§ What the task requires:
Convert the data below into a JSON list of strings, with one string for each line and no blank lines.

**********

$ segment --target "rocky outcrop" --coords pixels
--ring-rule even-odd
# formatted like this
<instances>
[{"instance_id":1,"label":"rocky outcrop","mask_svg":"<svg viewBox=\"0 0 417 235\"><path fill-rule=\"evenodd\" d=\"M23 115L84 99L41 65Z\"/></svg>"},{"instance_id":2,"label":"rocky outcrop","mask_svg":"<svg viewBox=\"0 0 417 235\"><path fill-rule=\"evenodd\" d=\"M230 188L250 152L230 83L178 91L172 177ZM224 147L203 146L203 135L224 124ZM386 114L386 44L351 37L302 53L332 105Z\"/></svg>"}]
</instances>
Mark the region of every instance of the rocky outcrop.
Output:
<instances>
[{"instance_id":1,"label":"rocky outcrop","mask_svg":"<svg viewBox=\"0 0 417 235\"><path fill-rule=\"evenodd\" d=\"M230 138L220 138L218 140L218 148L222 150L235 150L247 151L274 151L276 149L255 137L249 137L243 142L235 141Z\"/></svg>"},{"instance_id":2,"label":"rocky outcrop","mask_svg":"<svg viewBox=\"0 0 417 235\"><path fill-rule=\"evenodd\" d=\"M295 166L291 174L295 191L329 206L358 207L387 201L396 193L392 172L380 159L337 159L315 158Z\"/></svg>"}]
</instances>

**********

§ Answer to this task:
[
  "$ segment --target \"rocky outcrop\" --coords pixels",
  "--ring-rule even-odd",
  "# formatted like this",
  "<instances>",
  "[{\"instance_id\":1,\"label\":\"rocky outcrop\",\"mask_svg\":\"<svg viewBox=\\\"0 0 417 235\\\"><path fill-rule=\\\"evenodd\\\" d=\\\"M23 115L84 99L41 65Z\\\"/></svg>\"},{\"instance_id\":2,\"label\":\"rocky outcrop\",\"mask_svg\":\"<svg viewBox=\\\"0 0 417 235\\\"><path fill-rule=\\\"evenodd\\\" d=\\\"M230 188L250 152L230 83L178 91L172 177ZM224 147L203 146L203 135L224 124ZM386 114L386 44L351 37L302 53L332 105Z\\\"/></svg>\"}]",
  "</instances>",
  "Mark the region of every instance of the rocky outcrop.",
  "Output:",
  "<instances>",
  "[{\"instance_id\":1,\"label\":\"rocky outcrop\",\"mask_svg\":\"<svg viewBox=\\\"0 0 417 235\\\"><path fill-rule=\\\"evenodd\\\" d=\\\"M230 138L220 138L218 140L218 148L222 150L235 150L247 151L274 151L276 149L255 137L249 137L243 142L235 141Z\\\"/></svg>\"},{\"instance_id\":2,\"label\":\"rocky outcrop\",\"mask_svg\":\"<svg viewBox=\\\"0 0 417 235\\\"><path fill-rule=\\\"evenodd\\\" d=\\\"M295 166L291 174L295 191L329 206L358 207L387 201L396 193L392 172L380 159L337 159L315 158Z\\\"/></svg>\"}]",
  "</instances>"
]